Supplied data:
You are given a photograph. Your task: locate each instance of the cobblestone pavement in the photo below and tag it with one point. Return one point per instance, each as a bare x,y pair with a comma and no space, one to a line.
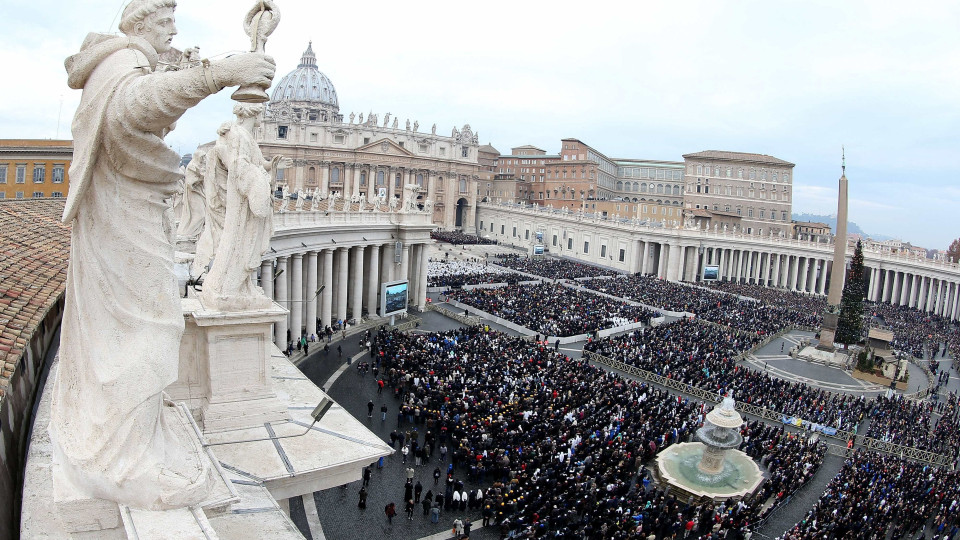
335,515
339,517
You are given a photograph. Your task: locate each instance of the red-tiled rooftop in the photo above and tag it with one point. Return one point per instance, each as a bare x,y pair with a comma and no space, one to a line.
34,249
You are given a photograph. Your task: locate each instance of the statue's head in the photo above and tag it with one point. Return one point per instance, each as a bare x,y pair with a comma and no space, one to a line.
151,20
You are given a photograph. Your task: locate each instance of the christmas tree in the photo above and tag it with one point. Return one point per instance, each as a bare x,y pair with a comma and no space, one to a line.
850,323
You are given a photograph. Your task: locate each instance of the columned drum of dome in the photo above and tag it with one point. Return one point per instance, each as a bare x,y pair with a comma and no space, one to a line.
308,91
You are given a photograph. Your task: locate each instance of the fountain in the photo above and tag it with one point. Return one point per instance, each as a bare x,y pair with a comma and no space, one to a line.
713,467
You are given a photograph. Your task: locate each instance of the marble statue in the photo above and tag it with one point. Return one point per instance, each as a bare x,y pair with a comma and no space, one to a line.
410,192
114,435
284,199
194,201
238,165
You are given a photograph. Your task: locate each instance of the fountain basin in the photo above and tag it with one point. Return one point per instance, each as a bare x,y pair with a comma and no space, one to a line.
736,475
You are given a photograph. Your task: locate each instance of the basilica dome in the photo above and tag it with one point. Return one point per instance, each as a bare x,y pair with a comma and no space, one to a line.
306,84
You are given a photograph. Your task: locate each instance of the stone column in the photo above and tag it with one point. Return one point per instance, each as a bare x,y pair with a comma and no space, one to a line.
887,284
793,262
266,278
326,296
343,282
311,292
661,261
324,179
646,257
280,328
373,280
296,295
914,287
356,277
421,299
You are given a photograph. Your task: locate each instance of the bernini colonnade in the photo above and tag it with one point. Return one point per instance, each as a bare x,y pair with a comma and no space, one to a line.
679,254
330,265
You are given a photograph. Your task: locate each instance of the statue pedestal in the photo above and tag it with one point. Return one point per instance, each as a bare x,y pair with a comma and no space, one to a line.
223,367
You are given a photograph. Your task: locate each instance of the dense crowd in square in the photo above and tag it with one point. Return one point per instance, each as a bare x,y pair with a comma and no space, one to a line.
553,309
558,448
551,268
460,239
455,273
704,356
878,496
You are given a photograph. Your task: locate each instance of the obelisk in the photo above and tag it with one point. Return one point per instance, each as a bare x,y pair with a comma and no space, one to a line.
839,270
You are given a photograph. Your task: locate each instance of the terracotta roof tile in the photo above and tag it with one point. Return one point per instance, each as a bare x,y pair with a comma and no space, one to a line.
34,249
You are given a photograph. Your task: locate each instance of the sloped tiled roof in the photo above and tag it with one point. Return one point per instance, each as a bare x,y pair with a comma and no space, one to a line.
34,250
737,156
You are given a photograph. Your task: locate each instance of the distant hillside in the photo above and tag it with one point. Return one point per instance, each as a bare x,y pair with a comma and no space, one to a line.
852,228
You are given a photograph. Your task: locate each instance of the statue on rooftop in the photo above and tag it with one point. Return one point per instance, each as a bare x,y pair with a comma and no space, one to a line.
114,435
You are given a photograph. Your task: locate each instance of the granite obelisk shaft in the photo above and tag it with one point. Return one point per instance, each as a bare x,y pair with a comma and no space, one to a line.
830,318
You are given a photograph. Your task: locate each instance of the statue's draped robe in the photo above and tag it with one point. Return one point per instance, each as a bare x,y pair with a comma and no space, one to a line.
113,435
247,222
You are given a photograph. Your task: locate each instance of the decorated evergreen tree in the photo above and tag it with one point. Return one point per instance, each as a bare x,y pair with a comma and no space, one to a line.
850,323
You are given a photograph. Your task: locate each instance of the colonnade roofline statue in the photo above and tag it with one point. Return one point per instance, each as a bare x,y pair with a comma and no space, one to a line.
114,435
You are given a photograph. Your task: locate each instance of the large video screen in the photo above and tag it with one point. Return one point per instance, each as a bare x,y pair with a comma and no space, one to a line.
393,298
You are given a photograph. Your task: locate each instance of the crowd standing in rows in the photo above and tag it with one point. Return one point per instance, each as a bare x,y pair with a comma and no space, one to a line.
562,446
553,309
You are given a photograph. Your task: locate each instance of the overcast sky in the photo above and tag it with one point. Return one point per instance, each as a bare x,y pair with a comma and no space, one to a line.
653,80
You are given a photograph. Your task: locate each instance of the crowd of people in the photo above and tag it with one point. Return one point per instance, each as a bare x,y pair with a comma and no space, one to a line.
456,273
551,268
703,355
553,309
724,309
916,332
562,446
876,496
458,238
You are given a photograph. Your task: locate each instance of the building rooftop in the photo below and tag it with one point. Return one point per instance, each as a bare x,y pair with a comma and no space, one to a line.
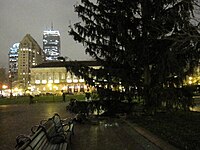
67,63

Problem description:
Pictures aside, set down the lines from the one containing "of the colonnade" through the end of the records above, exactly and only those.

Output below:
You are given a photograph. Your task: locate each instance of the colonnade roofline statue in the photo above and tag it with one point. Return one point per instance, each as a bare x,y pair with a comma and no space, one to a line.
114,435
You are given a photograph. Your task: locate each instance of the large video screen in the photo above and tag it with one point. Return one point per instance, each as a bare x,y pair with a comma and no space, one to a line.
393,298
You are given a photograph. Your task: locate each instance of the crowd standing in rows in the photo above and tag it with one point. Return one point per instance, each as a bare x,y pair with a comma and no space, one to a line.
562,446
553,309
You are given a photograph. Your task: locate each instance of the overcast sky in the photo above and tag it with one point. Return one point per instance, each as a bare x,y pair with a comma and no space, one to a line.
653,80
You are given a photograph. Your task: locate each instance of the crowd of people in the photo above and tag it with one point. Return one point per instance, each as a bare x,y pair with a comma and no space, one to a line.
456,273
551,268
703,355
553,309
724,309
916,332
562,446
876,496
458,238
You are given a photograph. Your task: locate each instance of the building rooftop in the photo below and tag it with one point. Return one point per instance, each as a bare x,y pair with a comma and no space, one to a line.
67,63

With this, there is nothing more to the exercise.